In terms of (2), the effect arises because screening is done periodically( in my case, in July, 2012, in June 2016, September, 2016 and January, 2017.   As the author points out:

"Basically, aggressive and more lethal cancers tend not to be detected by screening because they grow fast and cause symptoms between screening rounds. Similarly, screening tends to detect slow, progressive cancers.  As a result a group of patients whose cancers were detected by screening will live longer than those diagnosed clinically imply because screening selected a group of patients with a better prognosis."

In other words, the success wasn't on account of the screening per se, but because that screening selected for the slower growing cancer.   As the author adds:

"That means that screening detects abnormalities that meet the pathological criteria of cancer, but would not have caused symptoms or death in the patient's lifetime. This is called overdiagnosis."

The problem of overdiagnosis is that at the time of diagnosis it is not possible to know which cases will progress and which will not. So almost everyone is treated leading to overtreatment. That leads to another complication, i.e. "to look only for cancer specific mortality could miss deaths caused by treatment."

He then cites (p. 36) Swedish trials of mammography to show the problem of bias associated with cancer-specific mortality in breast cancer. Thus:

"For every other woman screened every other year for 12 years - while one cancer death was avoided, the total number of deaths increased by six."

In other words, the increased radiation endured in mammography screenings led to other cancers not related to the one originally detected and which caused a death.   The conclusion?

We should publicly acknowledge that we cannot be sure whether early detection lengthens, shortens or has no effect on how long people live."


This comports with what I wrote in my November 9, 2018  blog post on the changed recommendations for prostate cancer screening, for example, e.g.


"Most experts agree that people with a life expectancy of 10 years or less don't need routine screening for cancer. One problem is that overscreening can lead to overdiagnosis and overtreatment. For instance, a screening might find a slow-growing cancer that wouldn't cause any harm within a person's lifetime if left undetected, a situation that's common with prostate cancer. If that's the case, it's not worth the burden and anxiety caused by testing and the potential for more—possibly invasive—follow-up procedures.

» **Extracted material**
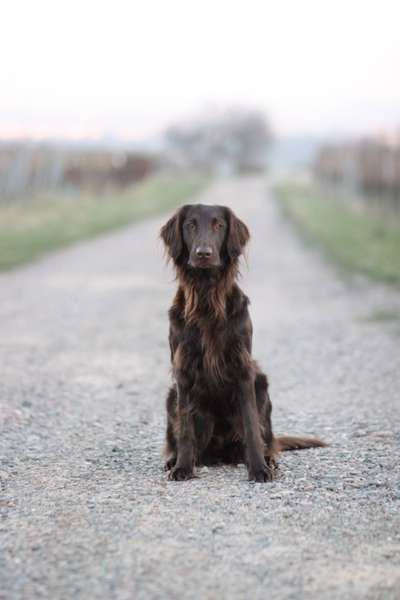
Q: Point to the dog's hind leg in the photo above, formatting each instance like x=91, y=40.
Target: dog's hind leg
x=170, y=446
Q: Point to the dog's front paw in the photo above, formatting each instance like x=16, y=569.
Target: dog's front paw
x=170, y=462
x=181, y=474
x=261, y=474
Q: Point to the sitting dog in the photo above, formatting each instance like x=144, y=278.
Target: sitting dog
x=219, y=410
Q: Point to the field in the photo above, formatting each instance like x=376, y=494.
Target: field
x=32, y=228
x=357, y=240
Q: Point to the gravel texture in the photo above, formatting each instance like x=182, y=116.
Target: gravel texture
x=86, y=510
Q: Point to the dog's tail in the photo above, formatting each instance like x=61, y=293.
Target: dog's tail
x=289, y=442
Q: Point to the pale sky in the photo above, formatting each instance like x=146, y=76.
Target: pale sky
x=128, y=68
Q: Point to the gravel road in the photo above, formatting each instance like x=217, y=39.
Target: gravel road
x=86, y=510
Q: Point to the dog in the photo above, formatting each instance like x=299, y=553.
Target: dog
x=219, y=408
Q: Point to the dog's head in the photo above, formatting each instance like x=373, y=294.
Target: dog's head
x=204, y=237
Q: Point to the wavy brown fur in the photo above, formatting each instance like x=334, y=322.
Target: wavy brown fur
x=219, y=409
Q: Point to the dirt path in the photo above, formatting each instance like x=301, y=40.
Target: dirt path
x=87, y=511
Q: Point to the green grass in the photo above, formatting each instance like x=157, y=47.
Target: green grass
x=33, y=228
x=356, y=240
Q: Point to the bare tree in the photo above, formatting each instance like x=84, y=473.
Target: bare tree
x=235, y=141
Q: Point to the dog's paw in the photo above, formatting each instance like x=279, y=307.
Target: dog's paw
x=181, y=474
x=261, y=475
x=170, y=462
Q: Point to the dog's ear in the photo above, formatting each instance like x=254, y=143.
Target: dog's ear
x=238, y=235
x=171, y=234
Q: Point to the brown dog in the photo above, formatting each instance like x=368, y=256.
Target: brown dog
x=219, y=409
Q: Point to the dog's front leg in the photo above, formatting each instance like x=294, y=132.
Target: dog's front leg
x=257, y=468
x=183, y=468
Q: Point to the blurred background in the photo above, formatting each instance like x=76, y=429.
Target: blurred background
x=112, y=111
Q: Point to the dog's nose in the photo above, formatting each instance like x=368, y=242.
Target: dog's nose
x=203, y=252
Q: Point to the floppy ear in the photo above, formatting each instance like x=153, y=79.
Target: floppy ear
x=238, y=235
x=171, y=234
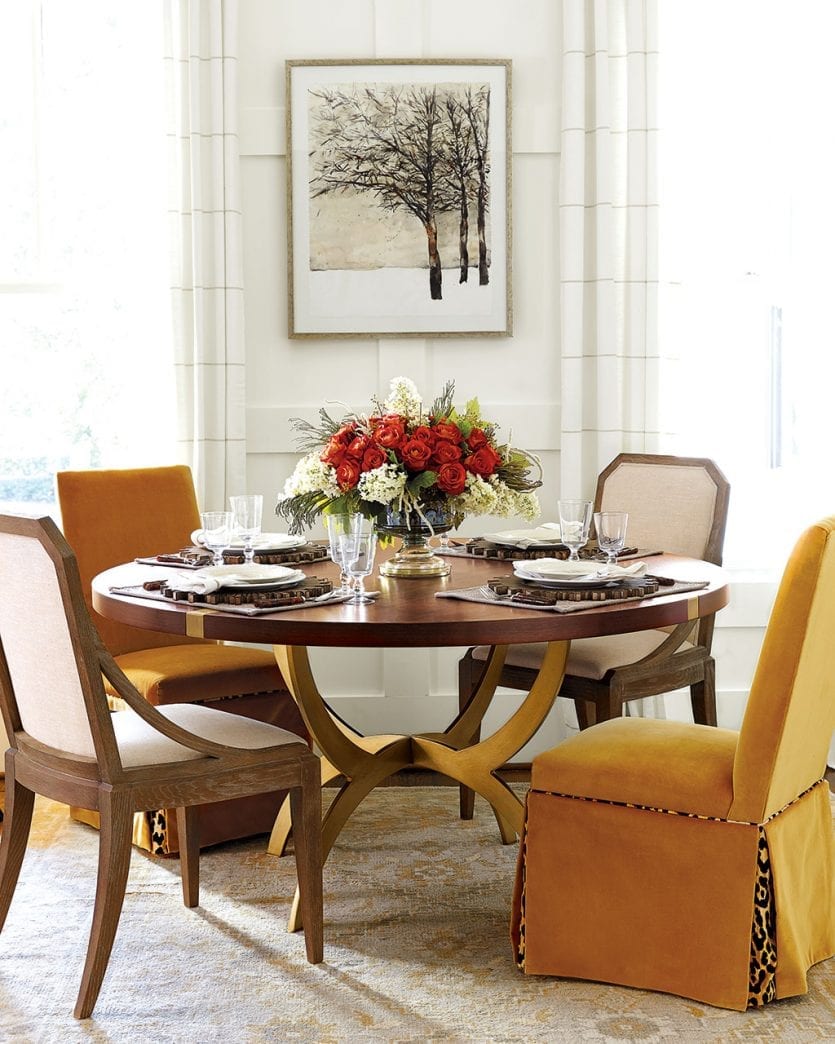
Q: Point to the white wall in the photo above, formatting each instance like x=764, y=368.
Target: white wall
x=516, y=379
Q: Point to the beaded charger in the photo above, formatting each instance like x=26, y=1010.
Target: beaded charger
x=530, y=594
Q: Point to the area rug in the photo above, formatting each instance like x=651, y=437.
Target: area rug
x=416, y=948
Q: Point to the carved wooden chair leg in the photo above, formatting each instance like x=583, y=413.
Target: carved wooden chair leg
x=306, y=808
x=607, y=706
x=586, y=712
x=17, y=821
x=114, y=861
x=189, y=854
x=702, y=695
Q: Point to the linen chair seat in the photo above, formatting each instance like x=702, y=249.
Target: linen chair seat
x=141, y=744
x=691, y=859
x=114, y=516
x=675, y=504
x=588, y=657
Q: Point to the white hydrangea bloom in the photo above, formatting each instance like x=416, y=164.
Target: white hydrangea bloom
x=383, y=484
x=528, y=506
x=312, y=475
x=478, y=498
x=404, y=399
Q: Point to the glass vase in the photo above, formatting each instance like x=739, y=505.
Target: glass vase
x=415, y=558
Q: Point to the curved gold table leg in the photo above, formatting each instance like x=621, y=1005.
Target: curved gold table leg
x=349, y=798
x=366, y=760
x=476, y=765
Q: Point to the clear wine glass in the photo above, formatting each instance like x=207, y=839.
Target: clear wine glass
x=359, y=550
x=575, y=520
x=336, y=526
x=611, y=527
x=246, y=511
x=216, y=534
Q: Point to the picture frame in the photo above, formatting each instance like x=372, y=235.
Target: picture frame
x=399, y=197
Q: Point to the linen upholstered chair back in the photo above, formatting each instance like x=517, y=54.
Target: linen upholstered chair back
x=114, y=516
x=672, y=502
x=48, y=675
x=790, y=714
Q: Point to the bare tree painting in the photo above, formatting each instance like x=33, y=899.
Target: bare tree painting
x=421, y=149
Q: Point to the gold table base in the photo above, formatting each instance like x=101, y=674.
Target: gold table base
x=365, y=761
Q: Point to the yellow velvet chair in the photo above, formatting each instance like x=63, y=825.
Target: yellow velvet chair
x=690, y=859
x=115, y=516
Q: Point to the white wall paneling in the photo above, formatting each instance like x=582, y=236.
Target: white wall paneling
x=517, y=379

» **Actions to take**
(a) According to the passage on cancer screening, what kind of cancers does screening tend to detect?
(b) Quote the passage on cancer screening word for word, starting with "The problem of overdiagnosis" and going on through "death.   The conclusion?".

» **Task results**
(a) Slow, progressive cancers.

(b)
The problem of overdiagnosis is that at the time of diagnosis it is not possible to know which cases will progress and which will not. So almost everyone is treated leading to overtreatment. That leads to another complication, i.e. "to look only for cancer specific mortality could miss deaths caused by treatment."

He then cites (p. 36) Swedish trials of mammography to show the problem of bias associated with cancer-specific mortality in breast cancer. Thus:

"For every other woman screened every other year for 12 years - while one cancer death was avoided, the total number of deaths increased by six."

In other words, the increased radiation endured in mammography screenings led to other cancers not related to the one originally detected and which caused a death.   The conclusion?